**PAGE EXCERPT**
%%

The roasted pumpkin cream with sea buckthorn, wild berries and cockles continues in the same register, with an explosion of colour and several opposing elements lifting one another. The sweetness of the pumpkin is worked by the berries and by the cockles’ natural juices, with the sea buckthorn doing important work — bringing that orange, slightly bitter acidity that cuts through the richness of the pumpkin without overwhelming it.

Spaghetto with butter, Pimentón de la Vera, Parmigiano and lemon, Coro Orvieto
Pasta, butter, Pimentón de la Vera, Parmigiano and lemon

Pasta as Story

Spaghetto Gerardo Di Nola with French butter and 36-month Parmigiano is, according to Bukri himself, one of only two dishes present on every menu. It is easy to understand why. It smells of Parmigiano and Pimentón de La Vera before a single forkful. The pasta is cooked with exquisite precision, and then the lemon, discovered at the bottom as one turns the strands, transforms the whole — fresher, lighter, more refined. A transformation of a classic, a dish that carries the imprint of Ronald’s masters within it. Those who know, recognise it, and understand. Those who do not know, need not know — it is a brave new world built on the past.

Bottoni filled with fagiolina del Trasimeno and squid
Bottoni filled with fagiolina del Trasimeno and squid

Around me, the room remains under its own quiet assessment — eyes moving between the plates, the conversation and the space, as if everyone were searching for some new detail. The fresh pasta bottoni filled with fagiolina del Trasimeno (the lake bean) with charred squid and sage extract arrive with the same aesthetic restraint. Thin pasta, a filling that is light yet marked, and squid that is almost translucent, barely cooked, bringing sea and texture with surgical precision. The sauce of ink and innards anchors everything with iodised depth. A great dish.

Fusilli with Onano lentils, fermented black lemon powder and mussel sauce
Fusilli, Onano lentils, fermented black lemon powder and mussel sauce

The large fusilli with Onano lentils, fermented black lemon powder and mussel sauce — a rich, concentrated zabaglione — is technically remarkable. The black lemon relieves the richness with freshness and singular notes of its own. The mussel at the side, under wood smoke, should not have been eaten on its own — it ought to have been integrated into the dish. One small unit for a sauce of this dimension felt too little. A large mussel, or a skewer of several pieces over the smoke, would have made all the difference. The dish is special, and deserves that.

%%

**SUPPLIED RECORDS**

%%

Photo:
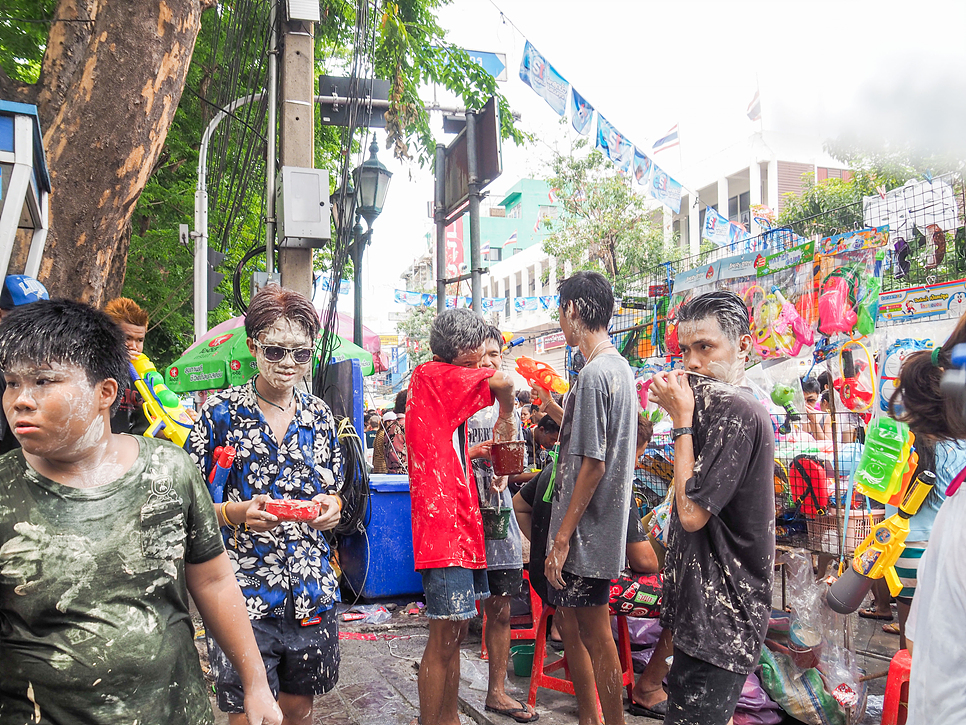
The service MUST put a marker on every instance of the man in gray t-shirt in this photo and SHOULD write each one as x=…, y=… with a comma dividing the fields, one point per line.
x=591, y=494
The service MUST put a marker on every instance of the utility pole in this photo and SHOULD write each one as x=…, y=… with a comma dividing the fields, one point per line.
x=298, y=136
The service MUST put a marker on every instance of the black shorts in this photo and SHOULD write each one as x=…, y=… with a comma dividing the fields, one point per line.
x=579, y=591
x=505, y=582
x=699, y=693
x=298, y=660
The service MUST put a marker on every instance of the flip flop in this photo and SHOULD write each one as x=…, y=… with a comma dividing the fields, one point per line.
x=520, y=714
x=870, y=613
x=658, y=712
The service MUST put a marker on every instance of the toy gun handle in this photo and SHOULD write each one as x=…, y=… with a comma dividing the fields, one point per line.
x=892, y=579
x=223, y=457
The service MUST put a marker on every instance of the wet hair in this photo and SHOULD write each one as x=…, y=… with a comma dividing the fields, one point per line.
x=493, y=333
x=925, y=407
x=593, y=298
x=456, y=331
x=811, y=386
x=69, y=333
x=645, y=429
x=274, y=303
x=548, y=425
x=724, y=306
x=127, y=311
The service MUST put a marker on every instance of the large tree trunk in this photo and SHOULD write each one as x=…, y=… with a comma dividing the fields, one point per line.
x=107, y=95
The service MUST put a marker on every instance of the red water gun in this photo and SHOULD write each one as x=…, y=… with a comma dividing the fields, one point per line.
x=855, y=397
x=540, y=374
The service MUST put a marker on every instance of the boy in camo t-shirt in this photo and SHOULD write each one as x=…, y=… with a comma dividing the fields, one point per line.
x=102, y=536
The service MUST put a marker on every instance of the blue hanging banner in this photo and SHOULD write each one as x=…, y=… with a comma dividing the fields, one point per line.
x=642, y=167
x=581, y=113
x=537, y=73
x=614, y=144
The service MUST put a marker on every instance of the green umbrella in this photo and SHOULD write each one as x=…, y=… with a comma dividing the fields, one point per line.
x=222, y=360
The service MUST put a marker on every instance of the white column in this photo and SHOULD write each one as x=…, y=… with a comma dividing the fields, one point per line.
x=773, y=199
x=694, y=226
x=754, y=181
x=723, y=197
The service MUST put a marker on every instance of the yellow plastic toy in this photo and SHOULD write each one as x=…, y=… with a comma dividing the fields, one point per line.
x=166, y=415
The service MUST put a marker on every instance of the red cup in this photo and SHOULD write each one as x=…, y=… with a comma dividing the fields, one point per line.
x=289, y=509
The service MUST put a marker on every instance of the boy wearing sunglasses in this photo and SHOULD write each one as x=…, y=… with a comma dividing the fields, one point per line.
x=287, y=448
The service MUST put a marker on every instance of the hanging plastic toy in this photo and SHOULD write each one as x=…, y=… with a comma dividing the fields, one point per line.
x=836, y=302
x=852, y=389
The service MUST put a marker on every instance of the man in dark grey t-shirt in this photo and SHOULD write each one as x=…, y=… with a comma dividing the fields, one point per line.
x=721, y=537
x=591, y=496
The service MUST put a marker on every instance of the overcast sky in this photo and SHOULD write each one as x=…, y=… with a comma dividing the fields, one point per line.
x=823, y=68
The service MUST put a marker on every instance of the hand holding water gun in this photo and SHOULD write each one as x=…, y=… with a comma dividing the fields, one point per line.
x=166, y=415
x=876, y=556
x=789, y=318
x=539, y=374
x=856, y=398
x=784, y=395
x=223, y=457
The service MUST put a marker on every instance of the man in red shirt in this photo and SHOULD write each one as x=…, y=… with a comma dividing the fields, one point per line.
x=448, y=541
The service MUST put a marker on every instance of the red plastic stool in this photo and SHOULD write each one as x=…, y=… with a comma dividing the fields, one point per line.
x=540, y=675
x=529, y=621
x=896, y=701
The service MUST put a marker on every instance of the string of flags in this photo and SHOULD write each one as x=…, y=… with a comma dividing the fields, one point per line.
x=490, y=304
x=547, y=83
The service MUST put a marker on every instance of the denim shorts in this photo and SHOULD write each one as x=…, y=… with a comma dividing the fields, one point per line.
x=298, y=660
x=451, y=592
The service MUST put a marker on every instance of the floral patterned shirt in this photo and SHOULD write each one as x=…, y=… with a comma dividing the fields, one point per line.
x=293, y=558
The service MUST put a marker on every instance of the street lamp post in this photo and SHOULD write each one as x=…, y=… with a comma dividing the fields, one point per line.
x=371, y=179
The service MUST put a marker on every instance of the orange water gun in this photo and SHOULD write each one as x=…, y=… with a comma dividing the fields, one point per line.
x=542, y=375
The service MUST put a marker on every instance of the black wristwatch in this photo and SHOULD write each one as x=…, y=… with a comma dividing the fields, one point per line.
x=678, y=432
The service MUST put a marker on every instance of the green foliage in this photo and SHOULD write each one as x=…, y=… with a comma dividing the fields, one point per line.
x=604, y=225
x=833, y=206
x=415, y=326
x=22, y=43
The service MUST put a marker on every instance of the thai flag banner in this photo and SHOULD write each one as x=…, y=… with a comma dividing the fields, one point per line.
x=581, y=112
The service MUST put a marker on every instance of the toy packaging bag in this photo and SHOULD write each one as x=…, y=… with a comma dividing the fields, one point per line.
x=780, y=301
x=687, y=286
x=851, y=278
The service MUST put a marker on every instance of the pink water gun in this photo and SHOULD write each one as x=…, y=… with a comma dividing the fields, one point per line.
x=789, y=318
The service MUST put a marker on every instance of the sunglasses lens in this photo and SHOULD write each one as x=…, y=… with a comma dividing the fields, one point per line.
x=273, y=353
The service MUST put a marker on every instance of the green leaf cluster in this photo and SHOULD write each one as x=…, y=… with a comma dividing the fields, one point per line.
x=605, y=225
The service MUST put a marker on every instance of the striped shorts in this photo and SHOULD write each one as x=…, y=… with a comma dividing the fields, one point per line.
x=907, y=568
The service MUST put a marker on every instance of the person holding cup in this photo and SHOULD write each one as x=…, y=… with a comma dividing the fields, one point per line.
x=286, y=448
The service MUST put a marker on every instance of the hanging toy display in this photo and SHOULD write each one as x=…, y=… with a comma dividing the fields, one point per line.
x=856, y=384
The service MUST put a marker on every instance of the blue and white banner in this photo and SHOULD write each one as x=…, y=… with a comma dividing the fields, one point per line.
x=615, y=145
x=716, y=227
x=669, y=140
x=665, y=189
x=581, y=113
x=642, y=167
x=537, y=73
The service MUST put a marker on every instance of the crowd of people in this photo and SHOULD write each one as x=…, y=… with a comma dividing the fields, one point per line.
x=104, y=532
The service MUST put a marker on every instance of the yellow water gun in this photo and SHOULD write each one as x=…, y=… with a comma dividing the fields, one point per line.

%%

**TO BE DONE**
• a. From the review, list every pasta shape named in the dish titles.
• b. In the review, give everything from "The roasted pumpkin" down to "without overwhelming it." again, and switch "pumpkin" to "squash".
• c. Say whether each statement agrees with the review, and support each answer with the deciding words quoted from it: (i) The spaghetto with French butter and Parmigiano is one of only two dishes on every menu. (ii) The squid in the bottoni is cooked well done. (iii) The mussel served beside the fusilli was integrated into the dish.

**OUTPUTS BY TASK**
• a. Spaghetto, bottoni, fusilli

• b.
The roasted squash cream with sea buckthorn, wild berries and cockles continues in the same register, with an explosion of colour and several opposing elements lifting one another. The sweetness of the squash is worked by the berries and by the cockles’ natural juices, with the sea buckthorn doing important work — bringing that orange, slightly bitter acidity that cuts through the richness of the squash without overwhelming it.

• c.
(i) Yes: "one of only two dishes present on every menu"
(ii) No: "almost translucent, barely cooked"
(iii) No: "it ought to have been integrated into the dish"